Region pointing data:
- - -
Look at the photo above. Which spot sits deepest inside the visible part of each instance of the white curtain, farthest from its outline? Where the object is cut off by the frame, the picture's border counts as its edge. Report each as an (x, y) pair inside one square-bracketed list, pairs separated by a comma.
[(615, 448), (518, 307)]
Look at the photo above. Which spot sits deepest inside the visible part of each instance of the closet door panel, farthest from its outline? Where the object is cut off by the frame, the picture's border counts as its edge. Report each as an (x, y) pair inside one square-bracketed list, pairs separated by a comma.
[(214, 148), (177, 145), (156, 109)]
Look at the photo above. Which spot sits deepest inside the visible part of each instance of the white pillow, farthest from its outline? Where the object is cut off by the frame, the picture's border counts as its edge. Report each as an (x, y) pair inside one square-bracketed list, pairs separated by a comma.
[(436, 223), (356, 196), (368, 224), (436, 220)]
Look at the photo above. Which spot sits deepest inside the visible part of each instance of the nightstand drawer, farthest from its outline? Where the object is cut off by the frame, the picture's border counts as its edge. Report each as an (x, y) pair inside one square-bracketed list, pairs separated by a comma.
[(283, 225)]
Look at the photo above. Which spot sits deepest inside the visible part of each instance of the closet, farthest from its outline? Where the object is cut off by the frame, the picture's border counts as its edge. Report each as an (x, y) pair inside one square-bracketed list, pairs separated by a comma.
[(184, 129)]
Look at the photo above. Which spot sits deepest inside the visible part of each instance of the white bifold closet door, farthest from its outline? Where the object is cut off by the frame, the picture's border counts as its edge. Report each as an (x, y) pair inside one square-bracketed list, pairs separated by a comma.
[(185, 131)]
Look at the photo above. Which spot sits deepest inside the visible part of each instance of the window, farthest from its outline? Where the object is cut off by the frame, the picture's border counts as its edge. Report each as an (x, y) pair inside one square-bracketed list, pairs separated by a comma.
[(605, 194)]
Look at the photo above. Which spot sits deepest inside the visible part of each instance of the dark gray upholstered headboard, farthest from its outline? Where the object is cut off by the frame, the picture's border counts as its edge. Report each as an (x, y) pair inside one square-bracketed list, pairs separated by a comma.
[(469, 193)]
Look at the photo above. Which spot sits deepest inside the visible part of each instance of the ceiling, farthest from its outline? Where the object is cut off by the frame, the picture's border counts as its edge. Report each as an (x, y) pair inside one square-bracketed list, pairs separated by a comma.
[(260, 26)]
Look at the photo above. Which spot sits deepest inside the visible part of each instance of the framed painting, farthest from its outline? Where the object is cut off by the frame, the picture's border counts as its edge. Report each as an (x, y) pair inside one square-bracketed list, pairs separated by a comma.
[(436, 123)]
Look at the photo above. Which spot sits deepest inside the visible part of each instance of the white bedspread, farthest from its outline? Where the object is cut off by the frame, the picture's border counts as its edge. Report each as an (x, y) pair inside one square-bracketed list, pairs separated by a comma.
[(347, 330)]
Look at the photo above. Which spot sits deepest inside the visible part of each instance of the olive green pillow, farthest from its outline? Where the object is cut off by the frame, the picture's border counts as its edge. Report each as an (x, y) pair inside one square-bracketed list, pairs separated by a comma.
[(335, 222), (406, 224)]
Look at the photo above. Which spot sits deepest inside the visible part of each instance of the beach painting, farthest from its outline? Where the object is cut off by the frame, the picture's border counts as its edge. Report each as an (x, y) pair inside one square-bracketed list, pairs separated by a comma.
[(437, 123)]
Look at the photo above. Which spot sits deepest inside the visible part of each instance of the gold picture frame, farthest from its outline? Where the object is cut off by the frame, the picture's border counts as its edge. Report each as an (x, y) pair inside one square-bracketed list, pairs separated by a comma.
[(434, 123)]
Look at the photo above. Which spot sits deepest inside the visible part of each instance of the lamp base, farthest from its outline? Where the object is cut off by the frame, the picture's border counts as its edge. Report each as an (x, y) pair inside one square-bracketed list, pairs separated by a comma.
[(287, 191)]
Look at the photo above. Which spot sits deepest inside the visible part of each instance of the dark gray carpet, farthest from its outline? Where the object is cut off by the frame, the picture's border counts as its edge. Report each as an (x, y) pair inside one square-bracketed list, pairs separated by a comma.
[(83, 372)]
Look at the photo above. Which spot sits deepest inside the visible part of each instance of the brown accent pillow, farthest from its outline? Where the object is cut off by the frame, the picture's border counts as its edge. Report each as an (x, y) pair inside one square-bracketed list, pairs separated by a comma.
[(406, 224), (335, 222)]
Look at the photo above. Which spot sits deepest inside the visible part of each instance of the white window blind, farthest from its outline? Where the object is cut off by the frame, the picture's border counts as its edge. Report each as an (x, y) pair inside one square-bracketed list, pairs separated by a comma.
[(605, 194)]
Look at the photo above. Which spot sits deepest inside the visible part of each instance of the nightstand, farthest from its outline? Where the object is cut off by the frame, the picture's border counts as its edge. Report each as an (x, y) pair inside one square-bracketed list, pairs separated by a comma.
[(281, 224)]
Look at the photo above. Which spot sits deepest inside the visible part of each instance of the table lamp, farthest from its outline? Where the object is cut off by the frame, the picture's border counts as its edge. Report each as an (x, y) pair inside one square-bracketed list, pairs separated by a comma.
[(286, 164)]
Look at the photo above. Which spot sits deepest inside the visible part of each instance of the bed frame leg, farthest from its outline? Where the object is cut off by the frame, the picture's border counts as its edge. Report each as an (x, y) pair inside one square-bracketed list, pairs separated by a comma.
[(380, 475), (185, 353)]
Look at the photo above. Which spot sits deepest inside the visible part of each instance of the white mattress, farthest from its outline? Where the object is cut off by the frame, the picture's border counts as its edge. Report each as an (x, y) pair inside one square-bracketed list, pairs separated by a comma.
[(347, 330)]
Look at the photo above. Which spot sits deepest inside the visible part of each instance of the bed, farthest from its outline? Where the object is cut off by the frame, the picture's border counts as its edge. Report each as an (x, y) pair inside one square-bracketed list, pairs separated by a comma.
- - -
Problem description. Go through the entries and repeat each one exactly.

The completed task.
Look at the photo above. Which spot sits deepest inside the visible part of each instance of the white curtain, farthest from its outline? Where the object is cut off by the frame, the picture's border counts as its edge. Report each as an (x, y) pair inside one square-bracketed list, pairs separated by a comma.
[(615, 448), (518, 307)]
Look at the photo above. Which spot sits deepest inside the visible part of each instance of the closet door panel, farthest from its outline? Where the object is cut off by the frame, the picture's border counts as its edge. Report each as an (x, y) pair inside one square-bracketed list, pairs separated by a comma.
[(214, 148), (177, 145), (156, 109)]
Look at the photo above. Which spot sits deepest inside the visible part of each instance of the white pillow, farthest from its outline? Where the object is cut off by the frame, the picture's border counts as its edge. Report each as an (x, y) pair inside one square-bracketed list, pairs separated by a comma.
[(436, 223), (356, 196), (368, 224), (436, 220)]
Look at the photo above. Which spot sits deepest inside the visible part of each instance of the nightstand drawer, farthest from its outline? Where the object is cut off by the frame, the picture's border counts as its edge. Report each as an (x, y) pair inside one square-bracketed list, pairs separated by a comma.
[(283, 225)]
Look at the photo above. Which spot sits deepest inside the visible part of each instance of the closet, farthest from its outline? Where the object is cut off by the frame, the picture's border counts as its edge. Report each as an (x, y) pair inside one square-bracketed list, pairs separated by a comma.
[(184, 129)]
Look at the photo above. Which spot sits deepest inside the visible part of each instance of the white bifold closet door, farthest from its outline? Where the object is cut off by the frame, the picture's border counts as its edge. Report each as an (x, y) pair inside one square-bracketed list, pairs separated by a comma.
[(185, 131)]
Look at the photo above. Which spot sits deepest inside the visible part of each instance of the window, farthest from its outline? Where the object is cut off by the frame, the picture's border counts as its edge. Report each as an (x, y) pair inside one square-bracketed list, pairs separated by a comma.
[(605, 194)]
Look at the photo above. Which spot sits deepest inside the visible part of each instance of the dark gray upholstered headboard, farthest from its outline? Where the object is cut off by the frame, the picture's border counts as its edge. Report each as an (x, y) pair inside one square-bracketed list, pairs separated by a comma.
[(469, 193)]
Look at the photo above. Which spot sits deepest inside the visible part of each instance of the ceiling, farthest from its outline? Where the object is cut off by the frame, the picture's border counts as its edge. Report each as an (x, y) pair inside one square-bracketed list, pairs separated by a comma.
[(260, 26)]
Look at the photo above. Which spot sits deepest inside the visible part of each instance of the framed painting, farthest from its outline? Where the object is cut off by the frame, the picture's border counts as its edge. Report each as an (x, y) pair inside one square-bracketed list, pairs separated by a comma.
[(436, 123)]
Look at the photo above. Which spot sits deepest inside the visible part of each instance of the white bedspread, farthest from its outline? Where the object is cut off by the frame, the picture's border counts as its edge. Report each as an (x, y) pair inside one square-bracketed list, pairs separated by a comma.
[(347, 330)]
Look at the photo above. Which spot sits deepest inside the visible part of each instance of the olive green pillow, farthest from its outline? Where the object is cut off by the frame, the picture's border counts as its edge. Report each as an (x, y) pair inside one square-bracketed list, pairs separated by a comma.
[(335, 222), (406, 224)]
Look at the photo above. Which spot sits deepest inside the visible part of each instance of the beach painting, farthest from its outline? Where the object is cut off by the frame, the picture's border counts as its edge. Report each as an (x, y) pair inside one square-bracketed list, pairs separated by a comma.
[(437, 123)]
Look at the photo above. Which spot sits deepest inside the visible part of each instance of the gold picture frame, farthest from its outline? Where the object is cut off by the frame, the picture's border counts as its edge. Report each as an (x, y) pair inside one square-bracketed list, pairs separated by a comma.
[(434, 123)]
Look at the photo above. Which spot sits deepest inside the visible part of each instance of the lamp base, farthest from its outline? Where the object is cut off by the frame, the picture's border counts as its edge. Report each as an (x, y) pair inside one square-bracketed list, pairs separated by a comma.
[(287, 191)]
Look at the photo above. Which spot sits deepest inside the visible part of each instance of the dark gray carpet, farthest from its outline? Where the object is cut off by the frame, the picture's border counts as its edge. Report each as an (x, y) pair inside one square-bracketed list, pairs separated by a comma.
[(83, 372)]
Look at the photo above. Which spot sits deepest inside the visible part of each instance of the brown accent pillow, farthest from its outline? Where the object is cut off by the frame, the picture's border counts as its edge. Report each as an (x, y) pair inside one square-bracketed list, pairs separated by a comma.
[(406, 224), (335, 222)]
Look at the photo above. Which spot sits deepest inside the visible part of each instance of the white window blind, farthest from its outline? Where the object is cut off by the frame, the picture's border counts as its edge. Report each as an (x, y) pair inside one square-bracketed list, pairs separated by a comma.
[(605, 194)]
Look at the photo above. Which spot sits deepest inside the visible part of each instance of the nightstand, farthest from its outline? Where the object is cut off by the frame, the picture's border counts as its edge. Report each as an (x, y) pair inside one square-bracketed list, pairs separated by a comma.
[(281, 224)]
Look at the photo above. Which spot sits deepest inside the visible part of each instance of the table lamp, farthest from its outline? Where the object is cut off by the frame, the picture's border counts as its edge. Report each as an (x, y) pair inside one square-bracketed list, pairs separated by a comma.
[(286, 164)]
Look at the photo above. Which spot sits deepest inside the visible part of each instance of the bed frame leg, farthest from its outline? Where the object is cut off by the frame, the picture's border counts as its edge. Report each as an (x, y) pair inside one square-bracketed list, pairs separated by a comma.
[(380, 475), (185, 353)]
Look at the photo above. Which spot sits deepest inside the visible part of each instance of the white mattress, farthest from its outline? Where the object is cut off by the frame, the picture's border counts as its edge. Report each as an (x, y) pair inside one square-bracketed list, pairs separated by a comma.
[(347, 330)]
Look at the photo above. Which spot sits deepest inside the visible part of each instance of the bed, farthest from its outline? Where the object is cut off by the frame, the picture's border counts as its edge. Report each as an (x, y) pair inside one square-bracketed list, pairs separated by a comma.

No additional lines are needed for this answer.